Stored records:
● ● ●

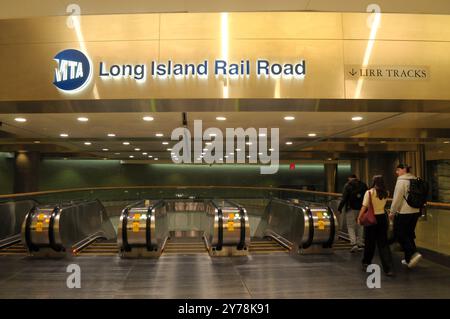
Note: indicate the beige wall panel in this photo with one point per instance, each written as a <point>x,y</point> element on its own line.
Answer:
<point>435,55</point>
<point>93,28</point>
<point>402,27</point>
<point>33,70</point>
<point>323,59</point>
<point>258,25</point>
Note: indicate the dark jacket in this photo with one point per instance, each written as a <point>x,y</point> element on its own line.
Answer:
<point>353,195</point>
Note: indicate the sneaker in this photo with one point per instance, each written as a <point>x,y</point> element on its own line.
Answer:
<point>414,260</point>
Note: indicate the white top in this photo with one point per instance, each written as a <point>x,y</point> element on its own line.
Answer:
<point>378,204</point>
<point>399,203</point>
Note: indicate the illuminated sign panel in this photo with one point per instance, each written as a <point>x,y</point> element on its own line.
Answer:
<point>73,72</point>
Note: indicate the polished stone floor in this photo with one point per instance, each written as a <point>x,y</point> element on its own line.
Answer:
<point>199,276</point>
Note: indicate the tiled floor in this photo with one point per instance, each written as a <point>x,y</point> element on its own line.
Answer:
<point>199,276</point>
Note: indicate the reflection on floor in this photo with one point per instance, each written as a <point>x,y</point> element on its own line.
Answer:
<point>200,276</point>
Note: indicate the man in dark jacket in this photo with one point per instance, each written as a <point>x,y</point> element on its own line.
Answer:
<point>352,198</point>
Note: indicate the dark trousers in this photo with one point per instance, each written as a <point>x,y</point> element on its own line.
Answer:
<point>376,235</point>
<point>406,226</point>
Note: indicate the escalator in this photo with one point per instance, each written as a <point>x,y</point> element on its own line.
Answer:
<point>99,247</point>
<point>298,226</point>
<point>64,229</point>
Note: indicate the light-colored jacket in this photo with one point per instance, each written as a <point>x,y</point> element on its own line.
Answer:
<point>399,203</point>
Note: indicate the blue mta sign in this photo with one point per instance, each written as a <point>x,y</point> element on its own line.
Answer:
<point>73,71</point>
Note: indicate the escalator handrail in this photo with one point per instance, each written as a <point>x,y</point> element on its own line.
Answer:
<point>125,245</point>
<point>241,244</point>
<point>51,229</point>
<point>309,242</point>
<point>329,244</point>
<point>148,231</point>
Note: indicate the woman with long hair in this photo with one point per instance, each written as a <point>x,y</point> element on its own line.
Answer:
<point>376,235</point>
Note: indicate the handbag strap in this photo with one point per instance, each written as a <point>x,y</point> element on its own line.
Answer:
<point>370,200</point>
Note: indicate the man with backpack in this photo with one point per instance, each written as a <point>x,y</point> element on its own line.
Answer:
<point>352,198</point>
<point>410,196</point>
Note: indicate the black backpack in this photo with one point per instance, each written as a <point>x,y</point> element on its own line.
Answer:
<point>418,193</point>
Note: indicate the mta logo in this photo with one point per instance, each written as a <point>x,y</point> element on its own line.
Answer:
<point>73,71</point>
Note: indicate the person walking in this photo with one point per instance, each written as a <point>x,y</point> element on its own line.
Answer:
<point>376,235</point>
<point>352,198</point>
<point>407,215</point>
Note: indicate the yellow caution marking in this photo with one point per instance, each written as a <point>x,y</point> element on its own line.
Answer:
<point>321,224</point>
<point>39,227</point>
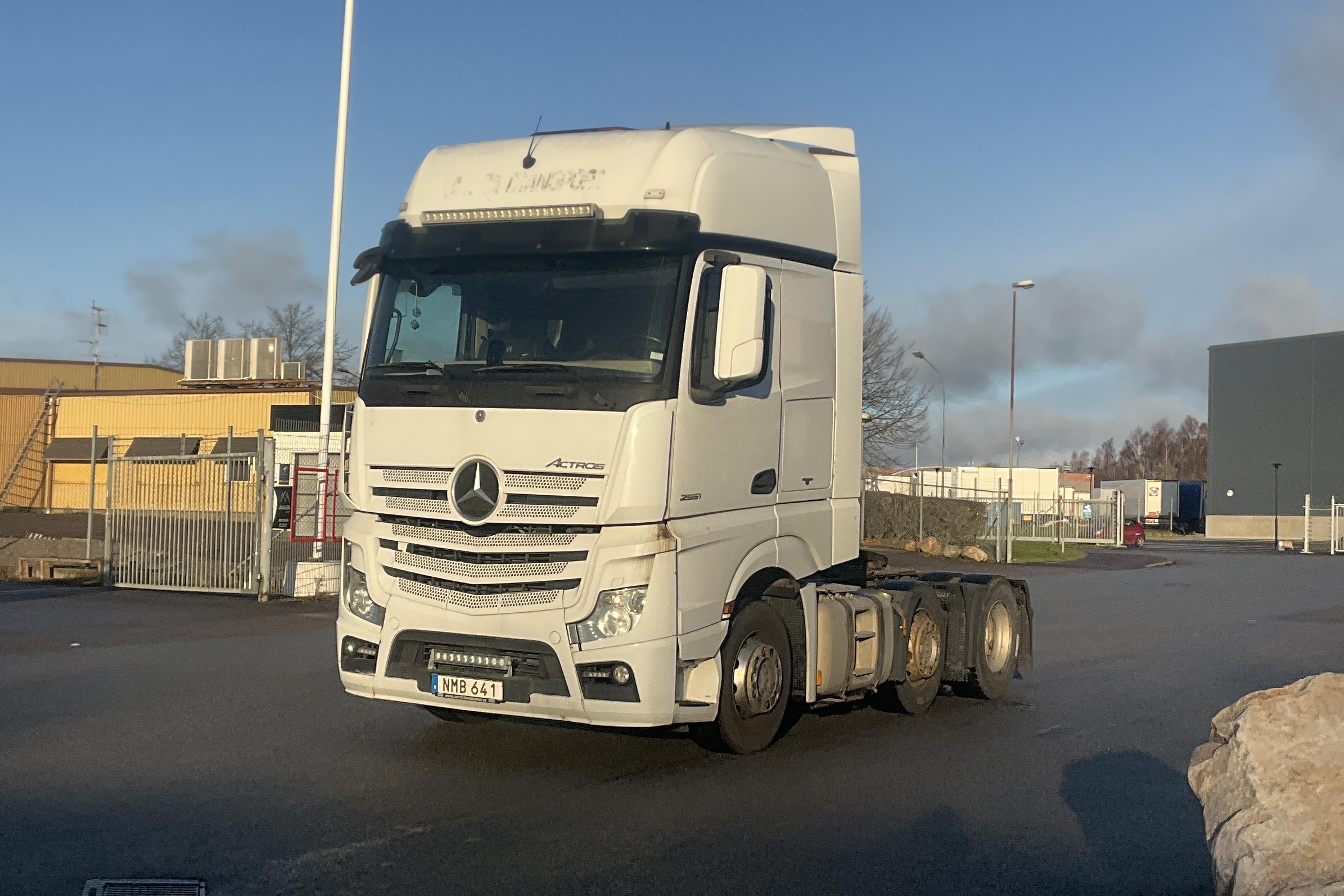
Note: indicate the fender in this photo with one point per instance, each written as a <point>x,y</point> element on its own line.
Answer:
<point>789,554</point>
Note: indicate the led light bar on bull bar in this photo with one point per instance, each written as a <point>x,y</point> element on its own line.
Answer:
<point>529,213</point>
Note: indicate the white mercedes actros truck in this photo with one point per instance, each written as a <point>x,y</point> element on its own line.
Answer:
<point>607,455</point>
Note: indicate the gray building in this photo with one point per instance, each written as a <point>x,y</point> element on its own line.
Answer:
<point>1275,401</point>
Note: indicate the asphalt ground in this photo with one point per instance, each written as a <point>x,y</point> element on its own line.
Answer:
<point>201,737</point>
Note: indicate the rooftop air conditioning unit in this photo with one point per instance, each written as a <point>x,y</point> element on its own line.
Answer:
<point>264,358</point>
<point>201,359</point>
<point>233,359</point>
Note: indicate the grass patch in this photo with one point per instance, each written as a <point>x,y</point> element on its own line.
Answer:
<point>1038,551</point>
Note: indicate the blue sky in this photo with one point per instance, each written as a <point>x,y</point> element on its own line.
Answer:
<point>1172,175</point>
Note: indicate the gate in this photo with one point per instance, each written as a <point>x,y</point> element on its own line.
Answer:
<point>199,523</point>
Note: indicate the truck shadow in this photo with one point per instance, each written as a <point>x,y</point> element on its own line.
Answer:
<point>1142,823</point>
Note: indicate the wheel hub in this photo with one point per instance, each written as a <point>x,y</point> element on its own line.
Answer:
<point>998,637</point>
<point>757,678</point>
<point>924,651</point>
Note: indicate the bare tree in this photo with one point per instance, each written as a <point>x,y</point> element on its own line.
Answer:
<point>302,335</point>
<point>203,326</point>
<point>892,395</point>
<point>1158,453</point>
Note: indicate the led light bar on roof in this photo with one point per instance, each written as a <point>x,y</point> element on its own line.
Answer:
<point>529,213</point>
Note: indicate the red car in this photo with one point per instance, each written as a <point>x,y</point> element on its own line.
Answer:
<point>1135,534</point>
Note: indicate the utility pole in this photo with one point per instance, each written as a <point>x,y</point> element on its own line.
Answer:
<point>93,343</point>
<point>324,428</point>
<point>1013,378</point>
<point>943,426</point>
<point>1276,504</point>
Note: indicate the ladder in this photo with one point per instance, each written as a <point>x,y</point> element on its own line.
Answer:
<point>35,430</point>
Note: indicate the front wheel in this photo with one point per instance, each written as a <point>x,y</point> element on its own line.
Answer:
<point>754,691</point>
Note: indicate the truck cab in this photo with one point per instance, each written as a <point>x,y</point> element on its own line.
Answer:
<point>608,437</point>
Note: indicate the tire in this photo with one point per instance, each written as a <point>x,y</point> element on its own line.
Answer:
<point>925,651</point>
<point>444,714</point>
<point>757,680</point>
<point>996,649</point>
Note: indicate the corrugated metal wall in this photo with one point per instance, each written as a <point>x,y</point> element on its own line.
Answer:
<point>206,414</point>
<point>17,416</point>
<point>78,375</point>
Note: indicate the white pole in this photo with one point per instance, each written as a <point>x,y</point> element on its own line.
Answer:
<point>1307,523</point>
<point>334,254</point>
<point>1013,378</point>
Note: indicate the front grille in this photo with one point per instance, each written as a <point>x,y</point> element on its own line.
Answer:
<point>545,481</point>
<point>494,559</point>
<point>414,475</point>
<point>486,588</point>
<point>533,667</point>
<point>518,536</point>
<point>482,596</point>
<point>425,495</point>
<point>148,887</point>
<point>535,512</point>
<point>418,504</point>
<point>475,570</point>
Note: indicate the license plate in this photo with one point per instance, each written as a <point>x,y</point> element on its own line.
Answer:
<point>482,690</point>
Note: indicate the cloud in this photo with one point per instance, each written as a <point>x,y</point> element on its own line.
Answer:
<point>1311,78</point>
<point>1069,320</point>
<point>1263,307</point>
<point>979,434</point>
<point>233,276</point>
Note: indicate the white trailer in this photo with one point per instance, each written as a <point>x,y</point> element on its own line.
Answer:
<point>1151,502</point>
<point>607,448</point>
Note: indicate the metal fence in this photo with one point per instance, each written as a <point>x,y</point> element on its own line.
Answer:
<point>190,523</point>
<point>1068,520</point>
<point>1064,518</point>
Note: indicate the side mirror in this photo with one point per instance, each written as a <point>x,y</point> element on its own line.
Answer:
<point>740,343</point>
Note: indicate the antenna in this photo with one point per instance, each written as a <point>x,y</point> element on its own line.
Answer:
<point>93,343</point>
<point>531,144</point>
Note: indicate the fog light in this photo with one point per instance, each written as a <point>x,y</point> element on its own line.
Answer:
<point>358,656</point>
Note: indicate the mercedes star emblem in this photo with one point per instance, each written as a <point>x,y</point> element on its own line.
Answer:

● ● ●

TRY IT » Give back exactly the lines above, from the line containing "Note: indicate the asphalt" through the line containing "Note: indicate the grass", with both end lines and nothing more.

ANSWER AREA »
Note: indicate the asphalt ground in this photo with one point per instance, each written as a <point>x,y</point> element on its own line.
Answer:
<point>201,737</point>
Note: indicate the rooftop air conditioning unit in this photo with one point per instance, each written as a <point>x,y</point> element on its own line.
Answer:
<point>264,358</point>
<point>201,359</point>
<point>233,359</point>
Note: indicate the grass patch in this photo with one point per instance, each written as a <point>x,y</point> element on its own line.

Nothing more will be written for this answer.